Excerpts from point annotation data

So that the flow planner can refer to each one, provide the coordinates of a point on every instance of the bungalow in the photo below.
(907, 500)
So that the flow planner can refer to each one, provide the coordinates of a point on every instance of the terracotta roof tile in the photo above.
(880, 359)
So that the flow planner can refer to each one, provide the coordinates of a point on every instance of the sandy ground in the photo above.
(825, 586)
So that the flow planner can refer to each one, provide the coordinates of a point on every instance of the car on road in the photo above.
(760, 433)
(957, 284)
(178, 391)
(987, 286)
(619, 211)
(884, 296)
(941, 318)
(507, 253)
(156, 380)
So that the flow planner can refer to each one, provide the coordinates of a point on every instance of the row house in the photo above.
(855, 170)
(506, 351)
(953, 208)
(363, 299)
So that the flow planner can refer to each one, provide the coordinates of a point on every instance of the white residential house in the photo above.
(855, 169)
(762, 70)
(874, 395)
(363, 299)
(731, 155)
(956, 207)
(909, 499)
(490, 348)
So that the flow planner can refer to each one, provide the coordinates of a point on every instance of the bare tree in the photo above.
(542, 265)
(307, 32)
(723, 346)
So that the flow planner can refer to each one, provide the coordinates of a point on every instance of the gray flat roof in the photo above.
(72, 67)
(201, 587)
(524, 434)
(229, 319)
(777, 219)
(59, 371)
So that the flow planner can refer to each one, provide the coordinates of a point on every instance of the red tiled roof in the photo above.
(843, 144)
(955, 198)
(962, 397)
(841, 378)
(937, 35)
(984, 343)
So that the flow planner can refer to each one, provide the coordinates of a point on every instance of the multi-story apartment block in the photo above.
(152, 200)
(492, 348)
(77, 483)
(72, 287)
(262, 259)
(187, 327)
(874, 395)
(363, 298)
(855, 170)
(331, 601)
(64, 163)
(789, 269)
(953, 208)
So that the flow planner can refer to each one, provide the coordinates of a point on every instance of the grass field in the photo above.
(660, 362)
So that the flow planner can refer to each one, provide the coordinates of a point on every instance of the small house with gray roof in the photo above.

• _Goal of the exercise_: Rewrite the records, beginning at the line containing "tiled roof in the photo above." and continuing through the final line, with every line in that span included. Scale each coordinate in the answers by 0.55 and round to the nearest whole number, rounding halves up.

• _Final result_:
So that the flow planner can refer to each one, provide the coordinates of a point on every instance of the red tiled roof in the photo above.
(464, 79)
(525, 109)
(529, 218)
(463, 208)
(515, 19)
(541, 189)
So that the flow planner can refer to each one, provide the coordinates of a point on every instance of the multi-story apartment block in the photo above.
(84, 110)
(271, 191)
(42, 266)
(40, 158)
(144, 142)
(103, 180)
(481, 217)
(200, 164)
(470, 94)
(182, 331)
(35, 90)
(434, 148)
(524, 114)
So that the flow planner can refer to each one, provide the coordinates of a point on every instance of the grass field in the photo above.
(363, 199)
So that the flow planner can refer to each one, provide the coordinates of a point on every instance of the small house with gray roof in the photo above.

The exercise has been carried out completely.